[EXTRACTED TEXT]

The US Health and Human Services DOGE team (I guess DOGE still exists in some form) just released a new aggregated, provider-level Medicaid claims database covering January 2018 through December 2024. With this dataset, you can track the monthly claims for each procedure (by HCPCS Code) and provider over time.

Even if the framing around this dataset’s release is partisan—tied to allegations of Medicaid fraud in Minnesota—it is a genuine advance in transparency for the US’s third largest spending program. No doubt this accomplishment required a lot of work on the backend to harmonize countless fragmented datasets into one tidy schema. These data were difficult to access before, and now they are free for anyone to use. Journalists, policy researchers, and companies working in the US healthcare sector will benefit the most, but every taxpayer benefits from added transparency about where their tax dollars go.

I would say there is the potential for these data to be misused to spark witch hunts, but this is more or less the stated purpose for this data release. Per Elon Musk: “Medicaid data has been open sourced, so the level of fraud is easy to identify.” If you go on Twitter, you will find several people have already plugged in the dataset to Claude Code and trumpeted their ASCII tables of providers flagged for potential fraud. Inevitably, some of these providers targeted by public scrutiny for their unusual billing patterns will have perfectly innocent explanations. But if ProPublica is excited about the release of this new dataset, then so am I.

[/EXTRACTED TEXT]
[AVAILABLE DATA]

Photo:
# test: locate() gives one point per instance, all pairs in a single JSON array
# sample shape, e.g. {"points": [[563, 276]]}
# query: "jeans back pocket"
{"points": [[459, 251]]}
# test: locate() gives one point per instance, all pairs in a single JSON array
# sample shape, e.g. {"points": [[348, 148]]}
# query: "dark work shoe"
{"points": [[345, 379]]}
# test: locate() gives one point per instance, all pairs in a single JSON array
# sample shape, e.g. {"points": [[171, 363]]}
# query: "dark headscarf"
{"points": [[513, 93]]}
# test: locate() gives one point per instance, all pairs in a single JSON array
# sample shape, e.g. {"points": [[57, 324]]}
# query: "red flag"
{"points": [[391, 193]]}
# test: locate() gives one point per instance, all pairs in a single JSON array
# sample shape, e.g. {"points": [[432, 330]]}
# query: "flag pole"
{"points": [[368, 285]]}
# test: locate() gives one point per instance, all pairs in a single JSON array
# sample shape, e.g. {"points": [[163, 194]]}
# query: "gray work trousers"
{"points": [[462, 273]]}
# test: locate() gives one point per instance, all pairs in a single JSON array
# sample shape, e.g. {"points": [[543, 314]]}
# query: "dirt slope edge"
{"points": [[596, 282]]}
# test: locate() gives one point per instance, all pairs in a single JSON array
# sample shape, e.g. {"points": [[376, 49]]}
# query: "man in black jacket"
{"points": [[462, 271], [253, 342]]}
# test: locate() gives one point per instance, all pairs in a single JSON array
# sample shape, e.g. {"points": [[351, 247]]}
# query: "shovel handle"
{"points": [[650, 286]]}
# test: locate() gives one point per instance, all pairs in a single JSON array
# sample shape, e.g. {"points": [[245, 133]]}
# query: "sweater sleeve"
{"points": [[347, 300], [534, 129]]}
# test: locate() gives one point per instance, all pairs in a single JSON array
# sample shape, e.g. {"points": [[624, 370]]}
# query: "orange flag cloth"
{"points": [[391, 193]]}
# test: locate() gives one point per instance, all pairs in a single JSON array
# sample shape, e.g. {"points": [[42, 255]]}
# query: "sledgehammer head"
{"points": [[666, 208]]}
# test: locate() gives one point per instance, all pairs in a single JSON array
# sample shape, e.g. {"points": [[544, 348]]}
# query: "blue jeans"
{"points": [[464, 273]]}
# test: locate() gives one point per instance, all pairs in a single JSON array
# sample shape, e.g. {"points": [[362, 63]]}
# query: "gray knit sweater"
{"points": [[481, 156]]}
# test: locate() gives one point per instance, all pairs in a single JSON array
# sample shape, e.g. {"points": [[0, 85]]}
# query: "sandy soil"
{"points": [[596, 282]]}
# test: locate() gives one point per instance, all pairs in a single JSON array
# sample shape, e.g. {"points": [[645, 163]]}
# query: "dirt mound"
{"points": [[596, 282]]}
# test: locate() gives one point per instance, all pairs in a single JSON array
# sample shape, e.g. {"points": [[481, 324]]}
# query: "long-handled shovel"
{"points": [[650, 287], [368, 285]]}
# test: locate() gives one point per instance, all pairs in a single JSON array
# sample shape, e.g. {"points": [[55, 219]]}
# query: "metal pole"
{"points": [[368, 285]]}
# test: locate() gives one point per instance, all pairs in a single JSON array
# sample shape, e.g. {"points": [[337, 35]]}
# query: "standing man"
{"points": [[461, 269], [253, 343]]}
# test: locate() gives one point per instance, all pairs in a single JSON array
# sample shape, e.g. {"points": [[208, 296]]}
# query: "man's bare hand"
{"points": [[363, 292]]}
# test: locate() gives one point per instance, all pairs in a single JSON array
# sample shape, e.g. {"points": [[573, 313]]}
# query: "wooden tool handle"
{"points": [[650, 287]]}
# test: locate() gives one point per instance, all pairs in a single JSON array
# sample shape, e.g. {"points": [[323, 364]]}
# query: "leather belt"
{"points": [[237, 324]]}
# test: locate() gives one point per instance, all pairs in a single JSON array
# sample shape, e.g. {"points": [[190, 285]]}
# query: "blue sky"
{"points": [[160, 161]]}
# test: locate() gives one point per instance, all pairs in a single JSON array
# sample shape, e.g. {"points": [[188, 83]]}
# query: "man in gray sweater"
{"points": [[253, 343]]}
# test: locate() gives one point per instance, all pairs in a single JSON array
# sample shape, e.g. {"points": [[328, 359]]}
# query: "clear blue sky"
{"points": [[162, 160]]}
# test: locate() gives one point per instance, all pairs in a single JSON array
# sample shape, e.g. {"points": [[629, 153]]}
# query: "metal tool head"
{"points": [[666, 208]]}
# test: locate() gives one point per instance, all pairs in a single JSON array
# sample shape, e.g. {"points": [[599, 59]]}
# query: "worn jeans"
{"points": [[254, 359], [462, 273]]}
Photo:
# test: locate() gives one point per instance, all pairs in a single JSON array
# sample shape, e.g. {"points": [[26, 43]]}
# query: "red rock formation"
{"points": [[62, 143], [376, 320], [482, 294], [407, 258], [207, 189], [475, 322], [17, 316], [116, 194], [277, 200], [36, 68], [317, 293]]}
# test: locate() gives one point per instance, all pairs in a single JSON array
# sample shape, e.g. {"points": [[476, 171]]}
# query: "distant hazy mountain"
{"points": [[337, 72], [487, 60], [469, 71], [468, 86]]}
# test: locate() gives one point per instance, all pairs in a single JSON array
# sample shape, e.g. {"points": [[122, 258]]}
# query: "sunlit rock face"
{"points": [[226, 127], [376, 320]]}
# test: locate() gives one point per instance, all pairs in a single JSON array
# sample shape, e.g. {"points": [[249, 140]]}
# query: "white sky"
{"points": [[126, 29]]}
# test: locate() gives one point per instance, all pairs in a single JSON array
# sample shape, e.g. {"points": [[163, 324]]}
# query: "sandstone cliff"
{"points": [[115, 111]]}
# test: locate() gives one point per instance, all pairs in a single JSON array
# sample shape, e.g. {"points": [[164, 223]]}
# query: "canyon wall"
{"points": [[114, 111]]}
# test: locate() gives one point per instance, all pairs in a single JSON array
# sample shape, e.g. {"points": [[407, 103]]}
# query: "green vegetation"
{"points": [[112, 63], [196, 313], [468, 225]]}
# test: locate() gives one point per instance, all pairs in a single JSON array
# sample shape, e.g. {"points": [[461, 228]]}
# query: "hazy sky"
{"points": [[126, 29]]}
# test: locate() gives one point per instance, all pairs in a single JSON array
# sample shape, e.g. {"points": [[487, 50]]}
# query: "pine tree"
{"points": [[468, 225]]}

[/AVAILABLE DATA]

> [EXERCISES]:
- a) In the Medicaid claims post, copy word for word the passage starting with "The US Health and" and going on through "provider over time.".
- b) Name the groups that the Medicaid claims post says will benefit the most from the new dataset.

> [REPLIES]:
- a)
The US Health and Human Services DOGE team (I guess DOGE still exists in some form) just released a new aggregated, provider-level Medicaid claims database covering January 2018 through December 2024. With this dataset, you can track the monthly claims for each procedure (by HCPCS Code) and provider over time.

- b) Journalists, policy researchers, and companies working in the US healthcare sector.